Task set.
1. According to the article on Frederick Hutchings, at which school was he educated?
2. For each statement, decide whether the article on Frederick Hutchings agrees with it, and quote the words that decide it: (a) Hutchings's father was a surgeon. (b) Hutchings bowled in his first-class matches. (c) Hutchings volunteered for military service in September 1915.
3. Set down the passage of the article on Frederick Hutchings from "English cricketer" to "London Stock Exchange.", word for word.

--- Excerpt to read ---

Frederick Hutchings

Personal information
- Full name: Frederick Vaughan Hutchings
- Born: 3 June 1880 Southborough, Kent
- Died: 6 August 1934 (aged 54) Hamburg, Germany
- Batting: Right-handed
- Role: Batsman
- Relations: Kenneth Hutchings (brother) William Hutchings (brother)

Domestic team information
- 1901–1905: Kent

Career statistics
| Competition | First-class |
| Matches | 4 |
| Runs scored | 89 |
| Batting average | 14.83 |
| 100s/50s | 0/0 |
| Top score | 31 |
| Catches/stumpings | 0/– |
- Source: CricInfo, 17 November 2017

= Frederick Hutchings =

English cricketer

Frederick Vaughan Hutchings (3 June 1880 – 6 August 1934) was an English amateur cricketer who played in four first-class cricket matches in the early years of the 20th century. He served in the Army Service Corps in the First World War and was seriously injured.

==Early life==
Hutchings was born at Southborough near Tunbridge Wells in Kent, the second son of Edward and Catherine Hutchings. His father was a surgeon and had been a keen cricketer. He was educated at Tonbridge School where he played in the cricket team as a right-handed opening batsman from 1896 to 1899 and represented the school at rackets at Queen's Club in 1898. He topped the school cricket averages in 1897 and scored a century against Oxford Authentics in the same season. He left the school in 1899 and worked as a stockbroker's clerk on the London Stock Exchange.

==Cricket career==
After a single appearance for the Kent County Cricket Club Second XI in 1899, Hutchings made his first-class cricket debut for the county in May 1901 against MCC at Lord's. He played again against the touring South Africans later the same month but did not play again until a single appearance for the county in 1905. His final first-class match was for MCC against Yorkshire in August 1905. In his four first-class matches he made a total of 89 runs with a highest score of 31. He did not bowl.

==Military service==
Hutchings volunteered for military service in September 1915. He was commissioned as a 2nd Lieutenant in October, serving in the Army Service Corps, initially at Grove Park with the Mechanical Transport Reserve Depot. He was attached to the Holt Caterpillar Section at Aldershot and then at the Avonmouth Tractor Depot. Hutchings was seriously injured in an accident at Aldershot in 1916 and in 1917 was stationed at Larkhill on Salisbury Plain when he was fit for light duties. He suffered a recurrence of haematuria later the same year and was found permanently unfit for service in April, leaving service with the rank of 2nd Lieutenant.

--- Source material ---

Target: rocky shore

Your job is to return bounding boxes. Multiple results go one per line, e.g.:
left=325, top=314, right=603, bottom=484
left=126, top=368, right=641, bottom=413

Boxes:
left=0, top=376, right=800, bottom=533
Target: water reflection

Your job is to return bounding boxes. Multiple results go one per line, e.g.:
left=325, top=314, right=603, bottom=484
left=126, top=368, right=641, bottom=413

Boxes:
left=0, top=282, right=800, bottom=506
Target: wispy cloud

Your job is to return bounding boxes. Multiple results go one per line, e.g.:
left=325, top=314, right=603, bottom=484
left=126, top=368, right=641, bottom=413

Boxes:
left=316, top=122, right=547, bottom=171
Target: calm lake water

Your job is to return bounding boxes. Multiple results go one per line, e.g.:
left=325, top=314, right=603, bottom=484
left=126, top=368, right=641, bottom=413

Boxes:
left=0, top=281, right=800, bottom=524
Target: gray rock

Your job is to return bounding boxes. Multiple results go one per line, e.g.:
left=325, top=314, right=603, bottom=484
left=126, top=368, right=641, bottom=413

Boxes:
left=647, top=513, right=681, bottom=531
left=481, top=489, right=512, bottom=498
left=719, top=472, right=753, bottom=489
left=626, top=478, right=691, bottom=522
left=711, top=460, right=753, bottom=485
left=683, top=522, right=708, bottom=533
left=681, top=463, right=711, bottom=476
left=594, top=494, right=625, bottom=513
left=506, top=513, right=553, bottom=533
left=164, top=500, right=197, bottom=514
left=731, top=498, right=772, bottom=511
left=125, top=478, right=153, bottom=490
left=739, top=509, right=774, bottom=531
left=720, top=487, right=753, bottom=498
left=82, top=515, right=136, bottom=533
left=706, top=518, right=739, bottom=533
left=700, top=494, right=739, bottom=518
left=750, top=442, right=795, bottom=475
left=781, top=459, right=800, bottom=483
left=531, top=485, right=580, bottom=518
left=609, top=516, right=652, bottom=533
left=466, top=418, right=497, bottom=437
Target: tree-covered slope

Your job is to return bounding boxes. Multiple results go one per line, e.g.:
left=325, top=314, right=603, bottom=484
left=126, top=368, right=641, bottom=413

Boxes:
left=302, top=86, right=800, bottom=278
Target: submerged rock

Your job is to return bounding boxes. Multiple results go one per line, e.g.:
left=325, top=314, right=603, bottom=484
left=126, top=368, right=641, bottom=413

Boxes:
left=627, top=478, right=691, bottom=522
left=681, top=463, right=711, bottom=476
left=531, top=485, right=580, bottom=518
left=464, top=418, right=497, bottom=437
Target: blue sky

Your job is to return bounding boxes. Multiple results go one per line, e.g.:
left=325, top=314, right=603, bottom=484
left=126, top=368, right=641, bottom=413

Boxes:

---

Task-by-task answers.
1. Tonbridge School.

2.
(a) Yes: "His father was a surgeon"
(b) No: "He did not bowl."
(c) Yes: "Hutchings volunteered for military service in September 1915."

3.
English cricketer

Frederick Vaughan Hutchings (3 June 1880 – 6 August 1934) was an English amateur cricketer who played in four first-class cricket matches in the early years of the 20th century. He served in the Army Service Corps in the First World War and was seriously injured.

==Early life==
Hutchings was born at Southborough near Tunbridge Wells in Kent, the second son of Edward and Catherine Hutchings. His father was a surgeon and had been a keen cricketer. He was educated at Tonbridge School where he played in the cricket team as a right-handed opening batsman from 1896 to 1899 and represented the school at rackets at Queen's Club in 1898. He topped the school cricket averages in 1897 and scored a century against Oxford Authentics in the same season. He left the school in 1899 and worked as a stockbroker's clerk on the London Stock Exchange.